▶ Task instructions:
1. Translate this sentence from the excerpt about Suzy and the ADA into Spanish: "For Gray, it was a paradigm shift."
2. From the excerpt about Suzy and the ADA, reproduce word for word the passage that begins with the words containing "In 2004, Gray" and ends with "not a transformation.".

▶ Excerpt:
☆ ☆ ☆ ☆

Suzy grew up in an institution from the age of three. In those days — the early 1960s — doctors told parents they couldn’t provide the best care for their handicapped children.

Part of what the ADA helped do, Sherry Gray said, was make it possible for her sister and others to rejoin the world outside – on trains, at work, in restaurants and in the community.

For Gray, it was a paradigm shift.

“I grew up thinking, “my sister is a stupid person, my sister’s not fully human, she should live in an institution until she dies and that the best we can do is make her comfortable until she dies,” Gray said. “In fact, when I was a child I was told don’t get too attached to her, she probably won’t live past 18. My sister’s almost 50. She’s 49! And she’s in fine health.”

In 2004, Gray became Suzy’s guardian and moved her to Minnesota from Indiana. Suzy lives in a small group home, attends a day program and on Thursday nights, she swims with her sister at the Courage Center pool in Stillwater.

Gray said part of the reason she decided to move her sister to Newport is because of Minnesota’s tradition of supportive non-profits. She received encouragement to bring her sister here from Charlie Lakin, director of the Research and Training Center on Community Living at the University of Minnesota.

Lakin, who has spent four decades working on disability issues, sees the ADA as a milestone, not a transformation.

“You can walk down sidewalk, come to a curb cut. You can go to a hotel and you can get in. You can go to restaurant and there’s a way to get to a table,” he said. “That infrastructure is just terribly, terribly important. But being physically present in society is still not necessarily membership.”

☆ ☆ ☆ ☆

▶ Data for analysis:
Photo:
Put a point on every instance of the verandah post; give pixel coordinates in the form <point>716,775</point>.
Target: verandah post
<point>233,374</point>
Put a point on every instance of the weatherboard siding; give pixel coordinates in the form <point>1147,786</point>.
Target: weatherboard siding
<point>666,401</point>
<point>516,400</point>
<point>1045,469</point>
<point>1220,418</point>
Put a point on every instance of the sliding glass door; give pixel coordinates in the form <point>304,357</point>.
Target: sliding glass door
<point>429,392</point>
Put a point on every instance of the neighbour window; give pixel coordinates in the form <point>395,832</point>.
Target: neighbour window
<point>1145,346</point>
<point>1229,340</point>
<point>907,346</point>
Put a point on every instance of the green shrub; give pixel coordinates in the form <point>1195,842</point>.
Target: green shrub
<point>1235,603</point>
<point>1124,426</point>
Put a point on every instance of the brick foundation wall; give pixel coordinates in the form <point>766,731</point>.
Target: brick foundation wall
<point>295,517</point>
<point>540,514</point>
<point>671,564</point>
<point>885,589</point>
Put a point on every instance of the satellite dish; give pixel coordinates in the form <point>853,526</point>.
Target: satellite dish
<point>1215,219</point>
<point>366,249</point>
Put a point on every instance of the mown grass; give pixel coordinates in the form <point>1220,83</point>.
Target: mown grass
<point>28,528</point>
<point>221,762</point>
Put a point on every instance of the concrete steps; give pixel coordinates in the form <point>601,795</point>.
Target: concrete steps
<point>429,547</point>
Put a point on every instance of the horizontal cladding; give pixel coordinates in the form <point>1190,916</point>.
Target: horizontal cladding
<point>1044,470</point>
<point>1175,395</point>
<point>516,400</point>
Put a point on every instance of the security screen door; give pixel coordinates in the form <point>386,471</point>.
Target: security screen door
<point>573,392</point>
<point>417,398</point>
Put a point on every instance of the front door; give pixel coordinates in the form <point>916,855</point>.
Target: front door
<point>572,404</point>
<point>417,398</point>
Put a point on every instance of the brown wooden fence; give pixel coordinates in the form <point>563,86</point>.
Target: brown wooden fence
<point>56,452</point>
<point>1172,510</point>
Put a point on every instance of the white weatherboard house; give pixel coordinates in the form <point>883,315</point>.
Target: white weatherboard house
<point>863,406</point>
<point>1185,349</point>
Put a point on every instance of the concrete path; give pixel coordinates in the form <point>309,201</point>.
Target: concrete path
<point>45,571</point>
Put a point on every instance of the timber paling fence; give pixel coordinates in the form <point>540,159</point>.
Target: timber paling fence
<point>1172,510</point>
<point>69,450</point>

☆ ☆ ☆ ☆

▶ Exercise solutions:
1. Para Gray, fue un cambio de paradigma.

2.
In 2004, Gray became Suzy’s guardian and moved her to Minnesota from Indiana. Suzy lives in a small group home, attends a day program and on Thursday nights, she swims with her sister at the Courage Center pool in Stillwater.

Gray said part of the reason she decided to move her sister to Newport is because of Minnesota’s tradition of supportive non-profits. She received encouragement to bring her sister here from Charlie Lakin, director of the Research and Training Center on Community Living at the University of Minnesota.

Lakin, who has spent four decades working on disability issues, sees the ADA as a milestone, not a transformation.